## Selected text:
******
I set same random seed value (=0). But the loss graphs are slightly different.

I used same code to test and use cuda version for pytorch as 11.x (1.7.1-cuda11.0, 1.8.0&1.9.0-cuda11.1, 1.11.0-cuda11.3)

Base docker image for testing is cuda11.3-ubuntu 18.04.

I tried to find some differences between 1.7.1 and 1.11.0 but I could not find any significant differences between them…

Is there any possible solution or any advise to solve this problem?

Samuel_Bachorik · April 7, 2022, 11:38am

Hi, I am not sure what your network architecture is but in my opinion, maybe if you are not using any weight initialization for your layers then from version to version there may be other basic weights in layers. Also some other functions can be improved.

mf-giwoong-lee · April 7, 2022, 11:51pm

I used xavier_uniform, xavier_normal in custom attention layer and reset_parameter function in pre-defined pytorch layers e.g: nn.Linear, nn.LayerNorm, nn.Dropout.

Your answer is related to reset_parameter function in torch layers.

Thanks to reply my question. I try it!

Also if some guys have a solution or advise, then please reply your answer!

mxahan · April 8, 2022, 3:59am

I was just wondering if you have tried the seed control as discussed here.

mf-giwoong-lee · April 8, 2022, 4:59am

I just used torch.manual_seed, random.seed, np.random.seed, torch.backends.cudnn.deterministic = True, torch.backends.cudnn.benchmark = False.

Your link describes additional methods for reproducibility.
******
## Tasks to perform:
(A) Please extract each line of the entries below that contains the string "person", copying each one in full.
(B) Continue the forum thread on differing loss graphs across PyTorch versions, starting after its final post.

## Input rows:
******
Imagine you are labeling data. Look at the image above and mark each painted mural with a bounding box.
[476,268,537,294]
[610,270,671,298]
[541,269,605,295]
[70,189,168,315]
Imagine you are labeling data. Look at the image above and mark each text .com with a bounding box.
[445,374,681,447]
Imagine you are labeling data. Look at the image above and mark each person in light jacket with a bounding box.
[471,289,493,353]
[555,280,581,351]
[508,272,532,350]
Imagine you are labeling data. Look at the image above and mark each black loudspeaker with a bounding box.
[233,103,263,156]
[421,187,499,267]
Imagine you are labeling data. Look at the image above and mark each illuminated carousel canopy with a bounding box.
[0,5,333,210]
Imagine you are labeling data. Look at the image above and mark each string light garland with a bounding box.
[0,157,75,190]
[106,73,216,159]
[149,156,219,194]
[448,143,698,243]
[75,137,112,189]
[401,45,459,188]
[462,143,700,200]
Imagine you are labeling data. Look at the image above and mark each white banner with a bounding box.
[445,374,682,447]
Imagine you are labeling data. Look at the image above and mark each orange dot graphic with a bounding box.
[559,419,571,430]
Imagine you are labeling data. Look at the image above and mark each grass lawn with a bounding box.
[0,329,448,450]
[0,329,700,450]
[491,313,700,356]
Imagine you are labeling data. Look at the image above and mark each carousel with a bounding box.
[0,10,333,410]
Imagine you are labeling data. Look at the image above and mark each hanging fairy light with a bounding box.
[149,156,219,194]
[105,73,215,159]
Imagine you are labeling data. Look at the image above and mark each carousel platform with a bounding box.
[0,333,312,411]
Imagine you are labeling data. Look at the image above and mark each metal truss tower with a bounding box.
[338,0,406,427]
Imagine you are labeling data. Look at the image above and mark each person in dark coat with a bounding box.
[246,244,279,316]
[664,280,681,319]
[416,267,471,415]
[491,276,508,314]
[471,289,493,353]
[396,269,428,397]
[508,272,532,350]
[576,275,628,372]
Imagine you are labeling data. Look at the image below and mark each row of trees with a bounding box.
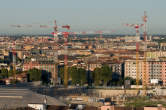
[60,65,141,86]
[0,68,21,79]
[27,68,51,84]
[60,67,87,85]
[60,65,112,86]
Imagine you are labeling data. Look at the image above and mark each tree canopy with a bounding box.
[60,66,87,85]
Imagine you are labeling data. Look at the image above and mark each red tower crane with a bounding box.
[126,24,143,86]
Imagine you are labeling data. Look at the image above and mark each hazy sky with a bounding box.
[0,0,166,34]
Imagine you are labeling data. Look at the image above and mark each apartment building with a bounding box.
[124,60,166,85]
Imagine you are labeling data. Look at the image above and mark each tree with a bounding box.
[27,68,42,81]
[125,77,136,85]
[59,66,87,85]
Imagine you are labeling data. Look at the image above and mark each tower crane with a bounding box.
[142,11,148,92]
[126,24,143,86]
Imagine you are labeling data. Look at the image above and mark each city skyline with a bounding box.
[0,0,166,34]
******
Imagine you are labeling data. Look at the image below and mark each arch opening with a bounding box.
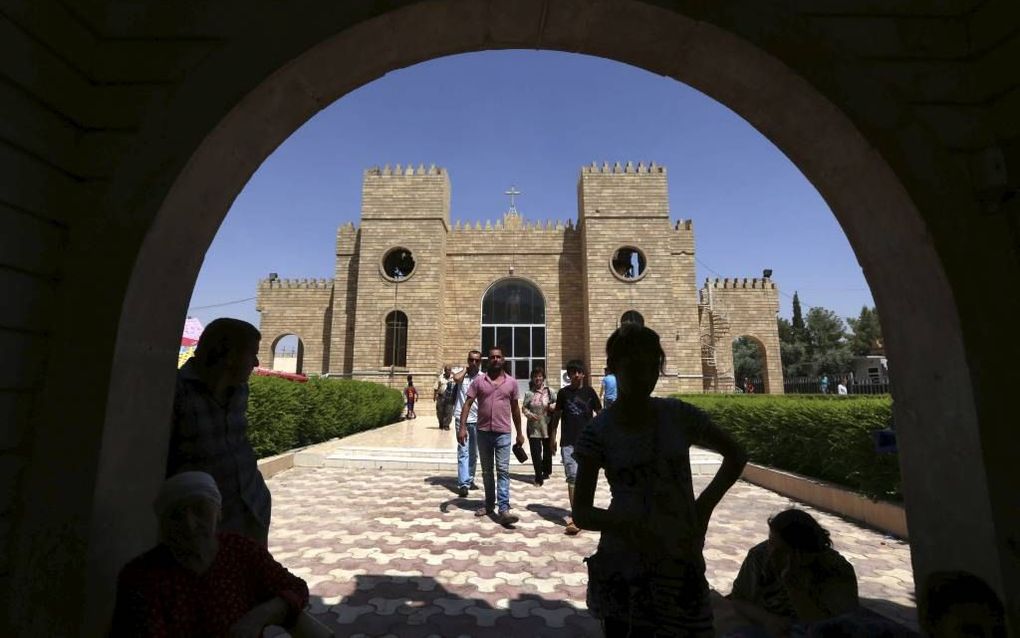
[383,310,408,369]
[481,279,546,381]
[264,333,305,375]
******
## Set of answers:
(A)
Imagine you are labeling data. Look at the image above and mark each person in light jacket with a bounding box.
Imagine you are labeling data. Look at the image above and mark each person in dark coat with a bounding box.

(B)
Thanks! I will try it!

mf-giwoong-lee · April 11, 2022, 3:56am

I have not gotten a meaningful solution…

I guess that cuda versions of each pytorch version are different so the models are trained in slightly different manner.

I want more advise or possible solutions nowadays…

InnovArul · April 11, 2022, 4:03am

Completely reproducible results are not guaranteed across PyTorch releases, individual commits, or different platforms. Furthermore, results may not be reproducible between CPU and GPU executions, even when using identical seeds.

There are numerous factors affecting reproducibility.
What about the quantitative results in terms of accuracy?
You haven’t talked about it. Can you pl. share if they are more or less equal?

mf-giwoong-lee · April 11, 2022, 4:26am

Your saying is that if I train models in same machine environment (like same CPU and GPU), then completely reproducible results are not guaranteed across PyTorch releases?

This is validation result (validation RMSE)

mf-giwoong-lee · April 11, 2022, 4:27am

This is validation loss.

InnovArul · April 11, 2022, 4:39am

There are two points:

Reproducibility between different PyTorch releases, individual commits, or different platforms is not guaranteed regardless of the same CPU/GPU usage.
If you run the same code in CPU mode vs. GPU mode, still the reproducibility is not guaranteed.

You can verify if the quantitative results are close enough (RMSE, Accuracy, mAP, F1 score etc.,) in all the versions.